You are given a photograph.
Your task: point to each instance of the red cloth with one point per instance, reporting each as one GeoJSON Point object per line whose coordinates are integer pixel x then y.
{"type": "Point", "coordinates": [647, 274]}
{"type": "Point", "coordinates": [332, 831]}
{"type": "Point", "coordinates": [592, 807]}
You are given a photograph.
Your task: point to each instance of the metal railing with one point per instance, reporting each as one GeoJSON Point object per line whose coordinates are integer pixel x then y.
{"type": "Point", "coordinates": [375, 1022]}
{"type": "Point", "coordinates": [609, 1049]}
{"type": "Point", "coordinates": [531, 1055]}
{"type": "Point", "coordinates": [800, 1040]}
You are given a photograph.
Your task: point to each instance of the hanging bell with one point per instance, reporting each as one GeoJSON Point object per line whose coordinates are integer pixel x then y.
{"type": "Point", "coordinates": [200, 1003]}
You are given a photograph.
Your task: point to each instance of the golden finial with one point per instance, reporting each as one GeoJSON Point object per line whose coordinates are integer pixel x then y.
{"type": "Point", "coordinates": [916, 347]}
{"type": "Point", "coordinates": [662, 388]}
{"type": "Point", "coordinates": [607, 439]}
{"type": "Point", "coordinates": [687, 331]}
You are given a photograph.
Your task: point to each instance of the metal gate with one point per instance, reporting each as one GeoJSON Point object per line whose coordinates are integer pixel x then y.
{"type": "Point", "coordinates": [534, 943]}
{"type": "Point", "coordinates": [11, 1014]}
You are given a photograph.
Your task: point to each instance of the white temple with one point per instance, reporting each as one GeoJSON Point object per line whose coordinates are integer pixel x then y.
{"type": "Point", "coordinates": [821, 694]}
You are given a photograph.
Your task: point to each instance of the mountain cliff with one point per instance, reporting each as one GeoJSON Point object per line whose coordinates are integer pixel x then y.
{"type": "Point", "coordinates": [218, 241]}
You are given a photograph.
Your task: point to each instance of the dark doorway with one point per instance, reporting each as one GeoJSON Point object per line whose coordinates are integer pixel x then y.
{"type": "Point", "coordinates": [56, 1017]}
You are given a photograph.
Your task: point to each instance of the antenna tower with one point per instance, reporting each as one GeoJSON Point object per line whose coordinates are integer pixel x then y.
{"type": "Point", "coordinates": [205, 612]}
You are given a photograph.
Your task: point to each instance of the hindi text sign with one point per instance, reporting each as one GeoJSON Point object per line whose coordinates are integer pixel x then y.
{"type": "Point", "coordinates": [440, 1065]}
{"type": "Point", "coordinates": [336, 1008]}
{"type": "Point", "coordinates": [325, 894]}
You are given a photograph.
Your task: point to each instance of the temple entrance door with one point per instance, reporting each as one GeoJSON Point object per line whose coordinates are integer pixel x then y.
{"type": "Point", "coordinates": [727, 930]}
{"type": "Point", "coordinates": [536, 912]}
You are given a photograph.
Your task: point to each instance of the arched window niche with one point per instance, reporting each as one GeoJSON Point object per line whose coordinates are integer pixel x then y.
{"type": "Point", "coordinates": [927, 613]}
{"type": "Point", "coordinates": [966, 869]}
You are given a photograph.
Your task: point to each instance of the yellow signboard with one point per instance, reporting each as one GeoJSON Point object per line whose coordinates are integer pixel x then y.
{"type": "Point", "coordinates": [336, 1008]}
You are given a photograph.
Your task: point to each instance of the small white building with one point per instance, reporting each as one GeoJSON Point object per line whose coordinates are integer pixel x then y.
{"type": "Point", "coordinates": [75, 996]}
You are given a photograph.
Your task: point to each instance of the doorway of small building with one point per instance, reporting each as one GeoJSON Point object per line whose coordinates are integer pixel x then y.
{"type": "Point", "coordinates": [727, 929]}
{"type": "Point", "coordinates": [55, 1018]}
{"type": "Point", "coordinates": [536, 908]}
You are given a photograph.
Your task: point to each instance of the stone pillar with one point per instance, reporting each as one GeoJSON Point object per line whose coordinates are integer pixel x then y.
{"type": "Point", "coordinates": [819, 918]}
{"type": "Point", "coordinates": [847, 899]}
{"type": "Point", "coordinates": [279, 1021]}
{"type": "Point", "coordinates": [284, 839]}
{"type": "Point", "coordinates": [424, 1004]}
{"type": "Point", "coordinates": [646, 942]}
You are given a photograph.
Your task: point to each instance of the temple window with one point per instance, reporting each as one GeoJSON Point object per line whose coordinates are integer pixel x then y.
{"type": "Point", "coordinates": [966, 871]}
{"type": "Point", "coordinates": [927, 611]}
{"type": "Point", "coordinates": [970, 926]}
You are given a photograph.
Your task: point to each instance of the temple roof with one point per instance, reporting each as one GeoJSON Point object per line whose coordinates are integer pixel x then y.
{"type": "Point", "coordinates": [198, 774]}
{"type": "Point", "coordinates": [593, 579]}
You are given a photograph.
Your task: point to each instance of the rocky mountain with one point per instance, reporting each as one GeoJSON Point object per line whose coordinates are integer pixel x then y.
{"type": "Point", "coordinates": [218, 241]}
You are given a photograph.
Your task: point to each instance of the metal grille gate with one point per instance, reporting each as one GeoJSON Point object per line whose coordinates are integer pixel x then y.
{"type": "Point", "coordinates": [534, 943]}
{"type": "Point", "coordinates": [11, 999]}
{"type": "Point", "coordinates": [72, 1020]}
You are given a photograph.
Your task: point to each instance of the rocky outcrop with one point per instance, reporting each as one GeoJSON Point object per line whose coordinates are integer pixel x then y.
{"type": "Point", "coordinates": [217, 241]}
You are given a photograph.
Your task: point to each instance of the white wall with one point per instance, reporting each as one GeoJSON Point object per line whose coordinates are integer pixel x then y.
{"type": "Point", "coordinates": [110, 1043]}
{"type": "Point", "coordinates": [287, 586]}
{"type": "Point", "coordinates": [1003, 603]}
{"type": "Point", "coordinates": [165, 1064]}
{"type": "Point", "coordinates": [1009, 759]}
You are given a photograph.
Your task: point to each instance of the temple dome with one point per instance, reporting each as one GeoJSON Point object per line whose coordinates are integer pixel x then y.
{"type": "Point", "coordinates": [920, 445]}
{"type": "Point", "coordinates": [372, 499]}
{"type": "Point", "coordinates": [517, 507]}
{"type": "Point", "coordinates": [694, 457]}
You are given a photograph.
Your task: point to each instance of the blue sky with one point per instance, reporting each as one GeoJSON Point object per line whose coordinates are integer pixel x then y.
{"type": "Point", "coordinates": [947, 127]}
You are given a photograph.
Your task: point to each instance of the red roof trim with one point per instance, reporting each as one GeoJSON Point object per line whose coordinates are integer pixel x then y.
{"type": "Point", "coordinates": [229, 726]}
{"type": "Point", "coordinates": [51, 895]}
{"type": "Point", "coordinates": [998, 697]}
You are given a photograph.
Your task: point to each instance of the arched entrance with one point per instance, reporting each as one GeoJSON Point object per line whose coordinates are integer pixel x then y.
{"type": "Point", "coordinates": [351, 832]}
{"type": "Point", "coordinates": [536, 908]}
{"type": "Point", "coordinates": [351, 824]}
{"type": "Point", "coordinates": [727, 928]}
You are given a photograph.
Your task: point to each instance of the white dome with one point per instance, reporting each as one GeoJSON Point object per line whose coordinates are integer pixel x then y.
################
The full listing must be copied exactly, every line included.

You are given a photograph.
Your task: point to each instance of the red cloth with one point per instance, reporting each as one GeoJSON Point object per line whose coordinates are integer pixel x then y.
{"type": "Point", "coordinates": [647, 274]}
{"type": "Point", "coordinates": [332, 831]}
{"type": "Point", "coordinates": [592, 807]}
You are given a photograph.
Your task: point to each instance of the metal railing with one point per instance, reporting each as one GeoJSON Point object per line whose coordinates are integer pixel x then y.
{"type": "Point", "coordinates": [375, 1022]}
{"type": "Point", "coordinates": [609, 1049]}
{"type": "Point", "coordinates": [531, 1055]}
{"type": "Point", "coordinates": [800, 1040]}
You are given a photograph.
Your task: point to each instance of the hanging bell with one point per instance, reporting each as one GeoJSON Point object per line whose coordinates are integer pixel x then y.
{"type": "Point", "coordinates": [200, 1003]}
You are given a photograph.
Your task: point to each instance of the golden finial with one point per instance, reporting each as one GeoJSON Point object per line whose coordinates are integer pixel x then y.
{"type": "Point", "coordinates": [916, 347]}
{"type": "Point", "coordinates": [662, 388]}
{"type": "Point", "coordinates": [607, 439]}
{"type": "Point", "coordinates": [687, 331]}
You are given a photograph.
Your task: point to each instance of the metal gate with one point per instance, reporting each as one GeoJSON Point object per line whose coordinates are integer pixel x then y.
{"type": "Point", "coordinates": [534, 943]}
{"type": "Point", "coordinates": [11, 1014]}
You are given a photograph.
Your task: point to each instance of the white temple with one point per instance, reporting each as one GeoJSON Point object per line whose coordinates are integer pixel x then y.
{"type": "Point", "coordinates": [821, 694]}
You are given a photograph.
Your task: point to each instance of the mountain cliff with one point per instance, reporting each as one GeoJSON Point object per line whose coordinates are integer pixel x then y.
{"type": "Point", "coordinates": [218, 241]}
You are given a photograph.
Your task: point to each instance of the dark doorway with one point per instance, reporting each as one GeoJSON Point object per line whose coordinates are integer pixel x then y.
{"type": "Point", "coordinates": [56, 1017]}
You are given a photograph.
Your task: point to each instance of the antenna tower with one point per instance, reporting each as one GeoJSON Point object per line whose coordinates are integer pixel x then y.
{"type": "Point", "coordinates": [205, 612]}
You are given a photograph.
Your task: point to each instance of the hindi text sign with one point per instance, reporting each as one GeoJSON Point object per line whose coordinates are integer pixel x then y.
{"type": "Point", "coordinates": [440, 1065]}
{"type": "Point", "coordinates": [336, 1008]}
{"type": "Point", "coordinates": [325, 894]}
You are given a photograph.
Your task: point to each instance of the temple entrance door with one point per instance, reporting each as one GeoJSON Point object per line whose coordinates are integer pixel x then y.
{"type": "Point", "coordinates": [727, 930]}
{"type": "Point", "coordinates": [536, 912]}
You are given a photograph.
Your task: point to each instance of the arched window niche with one point per instance, reporting each as one GeoJSON Point object per line whose coordinates are integer pixel x then y.
{"type": "Point", "coordinates": [927, 613]}
{"type": "Point", "coordinates": [966, 869]}
You are given a photograph.
Your task: point to each instance of the yellow signboard with one point per instance, reporting each as one GeoJSON Point object per line whose coordinates are integer pixel x then y.
{"type": "Point", "coordinates": [336, 1008]}
You are given a photograph.
Your task: point to each instance of the small white building with one point per instance, reporting each as one GeoJSON Point object per line whose coordinates are integer pixel x then y.
{"type": "Point", "coordinates": [75, 996]}
You are given a photograph.
Your task: point to each instance of the doorway of small building with one point per instance, reporting each as one GeoJSON Point object per line whose coordinates are integer pixel x then y.
{"type": "Point", "coordinates": [727, 929]}
{"type": "Point", "coordinates": [55, 1018]}
{"type": "Point", "coordinates": [536, 908]}
You are given a photograph.
Your task: point to each instance of the stone pillar with one point per instance, reporting each as one GeoJSON Point object per line whose coordinates are integer pixel x then y.
{"type": "Point", "coordinates": [819, 918]}
{"type": "Point", "coordinates": [847, 899]}
{"type": "Point", "coordinates": [279, 1021]}
{"type": "Point", "coordinates": [284, 839]}
{"type": "Point", "coordinates": [424, 1004]}
{"type": "Point", "coordinates": [646, 942]}
You are given a photograph.
Your task: point to each instance of the temple window with one point per instance, reporting each as one GeoJSON Point object per line whose coordinates are integer pixel x then y.
{"type": "Point", "coordinates": [966, 871]}
{"type": "Point", "coordinates": [927, 611]}
{"type": "Point", "coordinates": [970, 926]}
You are given a photograph.
Your task: point to each instance of the temple roof with one point per instance, reporting each as one GeoJSON Point object per line whose coordinates are integer pixel x then y.
{"type": "Point", "coordinates": [198, 774]}
{"type": "Point", "coordinates": [593, 579]}
You are given a photograph.
Your task: point to each instance of the rocky mountain with one point per instance, reporting each as one GeoJSON Point object per line whose coordinates are integer pixel x then y.
{"type": "Point", "coordinates": [218, 241]}
You are given a photograph.
Your task: point to each instance of the metal grille gate with one point per instance, reporting each as one GeoJSON Point object per line whose coordinates are integer pixel x then y.
{"type": "Point", "coordinates": [534, 943]}
{"type": "Point", "coordinates": [11, 999]}
{"type": "Point", "coordinates": [72, 1020]}
You are given a photograph.
Your task: point to each instance of the rocky outcrop with one point per instance, reporting each as one GeoJSON Point object per line whose coordinates are integer pixel x then y.
{"type": "Point", "coordinates": [217, 241]}
You are given a photograph.
Your task: point to each instance of the white wall with one point per instance, reporting each as one GeoJSON Point object per line whose coordinates are integer pixel x then y.
{"type": "Point", "coordinates": [110, 1043]}
{"type": "Point", "coordinates": [287, 586]}
{"type": "Point", "coordinates": [1003, 603]}
{"type": "Point", "coordinates": [165, 1064]}
{"type": "Point", "coordinates": [1009, 759]}
You are given a photograph.
Your task: point to each instance of the temple dome with one point per instance, reporting each as one GeoJSON Point object per line whose coordinates are integer pixel x then y.
{"type": "Point", "coordinates": [920, 445]}
{"type": "Point", "coordinates": [372, 499]}
{"type": "Point", "coordinates": [517, 507]}
{"type": "Point", "coordinates": [694, 457]}
You are given a photograph.
Your task: point to each instance of the blue sky with one point per instance, reporting each as one GeoJSON Point object per line whose coordinates are integer pixel x then y.
{"type": "Point", "coordinates": [947, 127]}
You are given a photograph.
Your task: point to each instance of the red roof trim with one point per instance, reporting each as one GeoJSON Point object per line whose coordinates are integer pixel x then y.
{"type": "Point", "coordinates": [229, 726]}
{"type": "Point", "coordinates": [51, 895]}
{"type": "Point", "coordinates": [998, 697]}
You are given a photograph.
Your task: point to each instance of the arched entrance with one point per instance, reporting each as one GeoJSON Point object per line whose coordinates are integer pixel x then y.
{"type": "Point", "coordinates": [351, 832]}
{"type": "Point", "coordinates": [536, 908]}
{"type": "Point", "coordinates": [351, 824]}
{"type": "Point", "coordinates": [727, 928]}
You are given a photograph.
Your task: point to each instance of the white dome with one point per instance, reporting each as one GeoJSON Point object per line whose coordinates are integer pixel x then y.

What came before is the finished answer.